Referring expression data
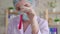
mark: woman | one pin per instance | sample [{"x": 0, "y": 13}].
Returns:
[{"x": 29, "y": 22}]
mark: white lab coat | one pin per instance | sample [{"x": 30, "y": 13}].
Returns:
[{"x": 13, "y": 29}]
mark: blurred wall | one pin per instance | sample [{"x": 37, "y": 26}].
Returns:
[{"x": 40, "y": 8}]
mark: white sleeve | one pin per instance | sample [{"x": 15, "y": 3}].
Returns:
[
  {"x": 12, "y": 27},
  {"x": 43, "y": 25}
]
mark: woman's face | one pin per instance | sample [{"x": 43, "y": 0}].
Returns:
[{"x": 22, "y": 3}]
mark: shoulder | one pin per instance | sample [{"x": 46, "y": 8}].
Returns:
[{"x": 41, "y": 20}]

• [Exercise aim] Transcribe the entries above exactly, from their first line through the line with "mark: white sleeve", and omit all pictures.

• [Task output]
mark: woman | one pin per instance | sample [{"x": 0, "y": 13}].
Returns:
[{"x": 29, "y": 22}]
mark: white lab coat | one pin per instance | sample [{"x": 30, "y": 13}].
Returns:
[{"x": 13, "y": 29}]
mark: blurred wall | one pin per instance | sample [{"x": 37, "y": 26}].
Returns:
[{"x": 40, "y": 8}]
mark: white sleeve | one pin per instance | sample [{"x": 15, "y": 3}].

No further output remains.